__DIRECTIVE A__: Please echo the factorization text word for word, starting at "Something about even" and ending at "of prime numbers.".

__GIVEN TEXT__:
──────────────────────────────
Zachary Barry | Fast(er) Factorization

Given a positive integer \(N\), how would you find all of its divisors? You might try dividing \(N\) by every number between \(2\) and \(N/2\). This would be fine for small numbers, but clearly becomes inefficient as \(N\) grows – there must be a smarter way. The “Perfect Numbers” exercise asks a related question: given \(N\), is the sum of its divisors (excluding \(N\) itself) less than, greater than, or equal to \(N\)? Using the exhaustive search as a benchmark solution, I set out to see how much faster I could solve the problem.

Background Research

Something about even my solution being slow when large primes are factors

Guiding Example

A quick Google search reveals that prime factorization can be exploited to quickly find all of \(N\)’s divisors in cases where \(N\) has no large prime factors. Specifically, we find the prime factorization of \(N\) and then vary the frequency of each factor. This technique exploits the fundamental theorem of arithmetic, which states that every integer greater than 1 can be uniquely represented as the product of prime numbers.
──────────────────────────────
__ITEMS__:

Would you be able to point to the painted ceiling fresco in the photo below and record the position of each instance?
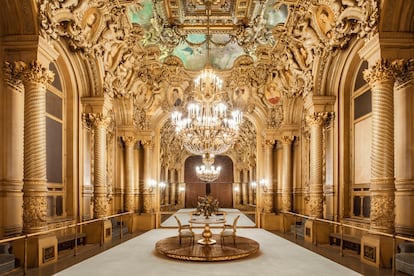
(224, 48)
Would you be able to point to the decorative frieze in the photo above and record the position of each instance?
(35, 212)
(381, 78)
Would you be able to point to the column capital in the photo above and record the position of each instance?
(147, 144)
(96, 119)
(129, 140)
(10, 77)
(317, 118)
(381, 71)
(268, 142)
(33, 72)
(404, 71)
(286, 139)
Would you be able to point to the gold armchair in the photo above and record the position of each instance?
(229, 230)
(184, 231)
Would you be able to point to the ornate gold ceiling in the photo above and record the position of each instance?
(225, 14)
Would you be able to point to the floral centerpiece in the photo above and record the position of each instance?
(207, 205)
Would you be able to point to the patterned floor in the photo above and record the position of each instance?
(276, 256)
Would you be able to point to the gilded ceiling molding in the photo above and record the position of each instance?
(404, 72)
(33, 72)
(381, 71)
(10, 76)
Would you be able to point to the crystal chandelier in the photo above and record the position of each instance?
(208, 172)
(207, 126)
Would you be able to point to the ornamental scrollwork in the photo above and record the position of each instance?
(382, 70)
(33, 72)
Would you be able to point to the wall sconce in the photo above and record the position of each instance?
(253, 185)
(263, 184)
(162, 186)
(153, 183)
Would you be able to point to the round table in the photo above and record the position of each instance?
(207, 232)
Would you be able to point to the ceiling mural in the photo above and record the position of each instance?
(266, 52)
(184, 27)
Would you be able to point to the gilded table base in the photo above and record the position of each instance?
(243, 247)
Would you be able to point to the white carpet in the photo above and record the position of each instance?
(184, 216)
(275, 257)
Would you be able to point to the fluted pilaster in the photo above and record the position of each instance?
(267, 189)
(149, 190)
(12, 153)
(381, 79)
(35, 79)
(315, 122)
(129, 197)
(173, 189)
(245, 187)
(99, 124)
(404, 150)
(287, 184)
──────────────────────────────
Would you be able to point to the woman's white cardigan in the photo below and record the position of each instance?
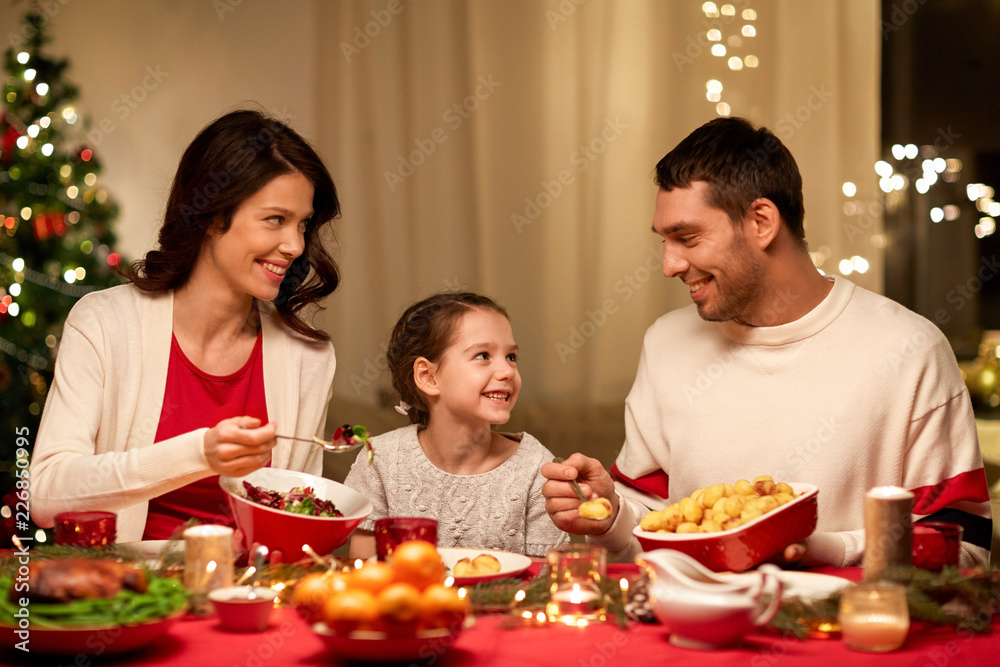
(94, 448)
──────────────────────────────
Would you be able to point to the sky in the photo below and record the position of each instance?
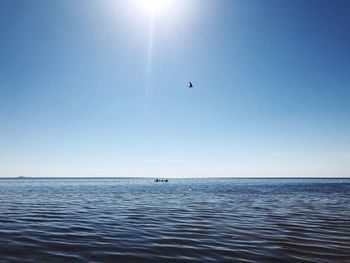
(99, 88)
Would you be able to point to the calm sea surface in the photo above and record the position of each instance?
──────────────────────────────
__DIRECTIVE B__: Reproduce the rows starting at the one that contains "Would you be able to point to the sky" and ending at the one that contains "Would you be able to point to the calm", keeping the requests and adding 75 to every number in the coordinates. Leave the pictures out.

__TASK SOLUTION A__:
Something about even my solution being slow when large primes are factors

Guiding Example

A quick Google search reveals that prime factorization can be exploited to quickly find all of \(N\)’s divisors in cases where \(N\) has no large prime factors. Specifically, we find the prime factorization of \(N\) and then vary the frequency of each factor. This technique exploits the fundamental theorem of arithmetic, which states that every integer greater than 1 can be uniquely represented as the product of prime numbers.

__TASK SOLUTION B__:
Would you be able to point to the sky in the photo below and record the position of each instance?
(174, 163)
Would you be able to point to the calm sea surface in the photo above and record the position of each instance?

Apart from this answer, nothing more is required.